BEGIN Excerpted records

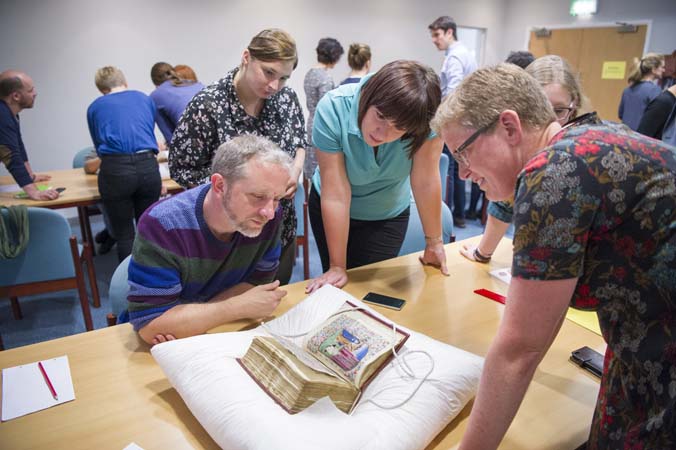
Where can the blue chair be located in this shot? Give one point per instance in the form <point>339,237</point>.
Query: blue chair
<point>302,240</point>
<point>118,291</point>
<point>52,261</point>
<point>414,241</point>
<point>443,172</point>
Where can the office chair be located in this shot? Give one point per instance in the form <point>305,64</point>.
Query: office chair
<point>52,261</point>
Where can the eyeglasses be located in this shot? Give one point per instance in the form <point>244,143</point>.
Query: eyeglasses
<point>563,113</point>
<point>460,154</point>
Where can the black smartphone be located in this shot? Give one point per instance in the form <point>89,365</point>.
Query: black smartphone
<point>588,359</point>
<point>384,300</point>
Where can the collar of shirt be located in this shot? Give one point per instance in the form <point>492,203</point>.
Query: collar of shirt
<point>353,119</point>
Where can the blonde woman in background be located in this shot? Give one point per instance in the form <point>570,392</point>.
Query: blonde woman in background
<point>562,87</point>
<point>359,59</point>
<point>642,89</point>
<point>251,99</point>
<point>317,83</point>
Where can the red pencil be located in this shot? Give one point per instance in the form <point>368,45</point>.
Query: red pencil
<point>492,295</point>
<point>49,383</point>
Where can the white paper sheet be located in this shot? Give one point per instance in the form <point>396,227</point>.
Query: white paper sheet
<point>24,389</point>
<point>504,275</point>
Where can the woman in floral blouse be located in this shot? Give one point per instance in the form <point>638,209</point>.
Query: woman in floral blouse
<point>251,99</point>
<point>595,221</point>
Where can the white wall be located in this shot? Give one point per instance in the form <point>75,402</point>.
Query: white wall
<point>522,15</point>
<point>62,43</point>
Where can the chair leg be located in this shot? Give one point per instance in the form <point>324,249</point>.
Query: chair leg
<point>111,319</point>
<point>87,251</point>
<point>86,227</point>
<point>306,259</point>
<point>82,292</point>
<point>16,308</point>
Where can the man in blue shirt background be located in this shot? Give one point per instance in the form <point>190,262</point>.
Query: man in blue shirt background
<point>17,93</point>
<point>121,123</point>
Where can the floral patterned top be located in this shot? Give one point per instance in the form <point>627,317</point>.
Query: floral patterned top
<point>215,115</point>
<point>599,204</point>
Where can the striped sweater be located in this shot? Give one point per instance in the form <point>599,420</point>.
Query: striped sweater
<point>177,259</point>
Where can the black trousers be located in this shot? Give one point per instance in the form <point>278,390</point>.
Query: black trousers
<point>369,241</point>
<point>128,184</point>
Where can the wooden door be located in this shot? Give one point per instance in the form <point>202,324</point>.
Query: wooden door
<point>586,49</point>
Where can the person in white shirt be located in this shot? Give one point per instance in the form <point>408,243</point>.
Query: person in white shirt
<point>459,62</point>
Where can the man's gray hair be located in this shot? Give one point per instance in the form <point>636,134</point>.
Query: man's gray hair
<point>9,85</point>
<point>231,158</point>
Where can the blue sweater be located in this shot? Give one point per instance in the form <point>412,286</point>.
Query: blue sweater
<point>12,151</point>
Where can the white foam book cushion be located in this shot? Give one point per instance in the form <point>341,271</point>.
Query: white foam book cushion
<point>238,414</point>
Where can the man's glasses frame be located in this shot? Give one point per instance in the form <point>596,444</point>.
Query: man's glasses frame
<point>563,113</point>
<point>460,153</point>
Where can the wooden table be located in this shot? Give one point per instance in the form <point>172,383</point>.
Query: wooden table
<point>122,395</point>
<point>81,191</point>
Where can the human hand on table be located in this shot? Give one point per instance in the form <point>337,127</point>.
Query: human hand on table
<point>34,194</point>
<point>435,256</point>
<point>469,252</point>
<point>335,276</point>
<point>42,177</point>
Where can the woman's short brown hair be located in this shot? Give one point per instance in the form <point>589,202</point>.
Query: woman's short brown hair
<point>406,93</point>
<point>273,45</point>
<point>358,55</point>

END Excerpted records

▶ _Task objective_: Repeat every line of the data above exactly, but drop the pictures.

▶ _Exercise response_:
Where can the blue chair be located in this shot? Give one point per instance in the form <point>339,237</point>.
Query: blue chair
<point>302,240</point>
<point>118,291</point>
<point>52,261</point>
<point>414,241</point>
<point>443,172</point>
Where can the office chair be located in this shot? Give one point per instance in the form <point>305,64</point>.
Query: office chair
<point>52,261</point>
Where can the eyeglasses be located in this shot? Give one point per instance in the form <point>244,143</point>.
Query: eyeglasses
<point>563,113</point>
<point>460,154</point>
Where can the black smartphone be located in this shot? Give one point per instance in the form <point>89,365</point>.
Query: black smartphone
<point>588,359</point>
<point>384,300</point>
Where can the collar of shirt be located in this shot? Give one point per instance in the form <point>492,203</point>.
Query: collar of shirt
<point>353,119</point>
Where can the blonde woman in background be located in this shot? Give one point per instance in the form <point>570,392</point>.
Query: blonde woman in background
<point>562,87</point>
<point>359,59</point>
<point>642,89</point>
<point>251,99</point>
<point>317,83</point>
Where can the red pencil be located in this shot? Give one point per instance in the form <point>368,45</point>.
Query: red pencil
<point>492,295</point>
<point>49,383</point>
Where can the white paper sheet be located in this shot? Give one point per instance in the form <point>396,227</point>.
Query: white paper sheet
<point>24,389</point>
<point>504,275</point>
Where can the woman in floral blouse be located in this shot? Give one point per instance in the form <point>638,209</point>.
Query: woman in floral blouse
<point>251,99</point>
<point>595,221</point>
Where can the white wall be located in this shot? Give one point per instance in the form <point>75,402</point>.
Query: white wall
<point>522,15</point>
<point>62,43</point>
Where can the chair leg be located in this shot? Give one point per instance in the form <point>324,249</point>.
Query: chair leg
<point>111,319</point>
<point>87,251</point>
<point>86,227</point>
<point>306,259</point>
<point>82,292</point>
<point>16,308</point>
Where can the man in blue shirt background be located in this shot? Give one point per instance in the form <point>190,262</point>.
Query: man in blue shirt background
<point>17,93</point>
<point>121,123</point>
Where can the floral patterned top be located in this shot? Give one point per instance in the form <point>627,317</point>.
Query: floral patterned top
<point>215,115</point>
<point>599,204</point>
Where can the striped sweater be located in this shot? Give one point per instance in the form <point>599,420</point>.
Query: striped sweater
<point>177,259</point>
Where can the black trousers be located in this shot? Give one point per instance in the form <point>278,390</point>.
Query: black trousers
<point>369,241</point>
<point>128,184</point>
Where can the wooden door be located in this shot? Give one point per instance in the form <point>202,324</point>.
Query: wooden door
<point>586,49</point>
Where can the person in white shirt be located in this shot? Give one point per instance in the form <point>408,243</point>.
Query: person in white shirt
<point>459,62</point>
Where can the man's gray hair be located in this shot? Give one point per instance in the form <point>636,134</point>.
Query: man's gray hair
<point>9,85</point>
<point>231,158</point>
Where can the blue sweater be located in this shot? Give one point per instance in the form <point>412,286</point>.
Query: blue sweater
<point>12,151</point>
Where can the white foam book cushion be located in this shot? Give one point per instance in the form <point>341,271</point>.
Query: white foam book cushion
<point>238,414</point>
Where can the man's glasses frame be located in this shot? Give one point per instance in the form <point>596,444</point>.
Query: man's glasses frame
<point>563,113</point>
<point>460,153</point>
Where can the wooden table be located in this shot? Give one point per instance in the form <point>172,383</point>.
Query: wooden table
<point>122,395</point>
<point>81,191</point>
Where can the human hand on table be located in this shot? Give one point per instance in the form <point>337,127</point>.
Query: human hand on table
<point>34,194</point>
<point>435,256</point>
<point>469,252</point>
<point>335,276</point>
<point>42,177</point>
Where can the woman's short brown hair be located in this shot? Give one point per instance in the form <point>589,202</point>.
Query: woman's short brown hair
<point>406,93</point>
<point>273,45</point>
<point>358,55</point>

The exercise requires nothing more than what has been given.